## AIM
Lines before the one containing "wood carving, one point per instance" are left out; copy that line and every later line through the end of the data exactly.

## DATA SUPPLIED
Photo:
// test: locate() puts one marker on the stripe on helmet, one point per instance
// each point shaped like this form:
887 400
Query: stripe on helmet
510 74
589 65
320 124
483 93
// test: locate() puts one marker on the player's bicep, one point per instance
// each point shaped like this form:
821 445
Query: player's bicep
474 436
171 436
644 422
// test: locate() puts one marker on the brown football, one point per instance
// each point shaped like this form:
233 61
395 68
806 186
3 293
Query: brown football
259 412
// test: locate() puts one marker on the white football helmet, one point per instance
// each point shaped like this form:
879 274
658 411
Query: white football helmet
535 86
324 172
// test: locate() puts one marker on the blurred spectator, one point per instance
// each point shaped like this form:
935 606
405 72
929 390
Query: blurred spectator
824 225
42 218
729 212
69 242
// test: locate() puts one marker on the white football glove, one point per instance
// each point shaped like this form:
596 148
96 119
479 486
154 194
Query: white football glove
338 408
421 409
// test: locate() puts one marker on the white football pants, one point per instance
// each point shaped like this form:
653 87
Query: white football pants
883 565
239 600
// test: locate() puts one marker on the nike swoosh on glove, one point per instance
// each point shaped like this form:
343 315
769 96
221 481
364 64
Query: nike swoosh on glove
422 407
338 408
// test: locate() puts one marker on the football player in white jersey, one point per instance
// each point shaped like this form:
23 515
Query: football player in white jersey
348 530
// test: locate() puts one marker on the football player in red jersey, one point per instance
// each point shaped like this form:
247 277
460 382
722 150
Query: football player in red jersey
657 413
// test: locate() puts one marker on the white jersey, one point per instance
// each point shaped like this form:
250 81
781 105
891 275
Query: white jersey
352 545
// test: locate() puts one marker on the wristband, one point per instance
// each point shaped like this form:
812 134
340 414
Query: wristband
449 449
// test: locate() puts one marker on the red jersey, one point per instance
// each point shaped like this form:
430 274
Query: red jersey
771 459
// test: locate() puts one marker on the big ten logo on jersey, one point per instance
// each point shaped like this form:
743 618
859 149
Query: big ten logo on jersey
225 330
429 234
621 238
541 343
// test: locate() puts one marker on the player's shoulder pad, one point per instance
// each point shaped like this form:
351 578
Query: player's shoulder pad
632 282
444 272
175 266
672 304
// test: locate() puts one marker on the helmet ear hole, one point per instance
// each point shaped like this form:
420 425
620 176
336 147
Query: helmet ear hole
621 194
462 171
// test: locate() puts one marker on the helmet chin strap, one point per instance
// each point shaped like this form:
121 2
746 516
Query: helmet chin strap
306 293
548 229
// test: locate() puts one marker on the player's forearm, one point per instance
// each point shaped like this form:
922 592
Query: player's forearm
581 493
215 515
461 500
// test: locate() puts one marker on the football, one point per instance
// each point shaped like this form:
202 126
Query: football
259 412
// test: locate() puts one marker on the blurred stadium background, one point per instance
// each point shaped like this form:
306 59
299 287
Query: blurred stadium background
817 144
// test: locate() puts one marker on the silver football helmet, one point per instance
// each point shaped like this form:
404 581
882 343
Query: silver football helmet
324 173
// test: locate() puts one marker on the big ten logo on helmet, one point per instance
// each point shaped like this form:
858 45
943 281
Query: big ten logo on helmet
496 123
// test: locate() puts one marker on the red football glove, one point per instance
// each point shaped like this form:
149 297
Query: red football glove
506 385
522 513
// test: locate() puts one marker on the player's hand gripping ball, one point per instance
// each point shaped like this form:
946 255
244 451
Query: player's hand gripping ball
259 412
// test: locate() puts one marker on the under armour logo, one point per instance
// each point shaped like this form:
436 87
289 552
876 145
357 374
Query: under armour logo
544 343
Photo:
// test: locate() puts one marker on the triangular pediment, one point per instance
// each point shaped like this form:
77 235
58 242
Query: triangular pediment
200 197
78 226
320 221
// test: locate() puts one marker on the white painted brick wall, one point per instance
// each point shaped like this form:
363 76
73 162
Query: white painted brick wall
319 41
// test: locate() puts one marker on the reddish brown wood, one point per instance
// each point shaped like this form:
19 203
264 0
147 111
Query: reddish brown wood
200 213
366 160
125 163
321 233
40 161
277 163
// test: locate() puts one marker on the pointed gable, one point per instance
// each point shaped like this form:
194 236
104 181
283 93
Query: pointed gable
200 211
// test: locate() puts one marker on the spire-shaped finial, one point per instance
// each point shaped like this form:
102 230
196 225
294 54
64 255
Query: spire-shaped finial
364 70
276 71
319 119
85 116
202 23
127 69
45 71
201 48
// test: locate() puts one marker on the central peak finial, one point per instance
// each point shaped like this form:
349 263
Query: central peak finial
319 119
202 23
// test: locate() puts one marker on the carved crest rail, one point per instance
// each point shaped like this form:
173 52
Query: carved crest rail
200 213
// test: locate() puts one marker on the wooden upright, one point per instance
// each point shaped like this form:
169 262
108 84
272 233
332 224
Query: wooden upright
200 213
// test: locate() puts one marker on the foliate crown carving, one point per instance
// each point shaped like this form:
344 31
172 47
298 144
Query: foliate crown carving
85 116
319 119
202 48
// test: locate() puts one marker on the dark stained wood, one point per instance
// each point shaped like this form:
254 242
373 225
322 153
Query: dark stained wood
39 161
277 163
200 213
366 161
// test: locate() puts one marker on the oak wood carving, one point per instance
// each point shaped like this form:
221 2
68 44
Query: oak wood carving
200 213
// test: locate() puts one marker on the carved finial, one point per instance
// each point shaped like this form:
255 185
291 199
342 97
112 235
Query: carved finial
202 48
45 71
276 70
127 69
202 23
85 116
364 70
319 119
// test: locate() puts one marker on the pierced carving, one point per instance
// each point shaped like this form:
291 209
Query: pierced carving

## TASK RESPONSE
// test: locate() puts one marker on the oak wood carving, one point per instance
// each point shaped like this form:
221 2
68 44
Query: oak wood carving
200 213
// test: locate() puts one marker on the carved finial, one point per instance
// each point shaped like this form:
255 185
291 199
342 97
112 235
Query: carved finial
202 48
45 71
276 70
127 69
202 23
85 116
364 70
319 119
// test: locate() puts one marker on the pierced carving, one point per instance
// each point shaped like this form:
291 209
Query: pierced carving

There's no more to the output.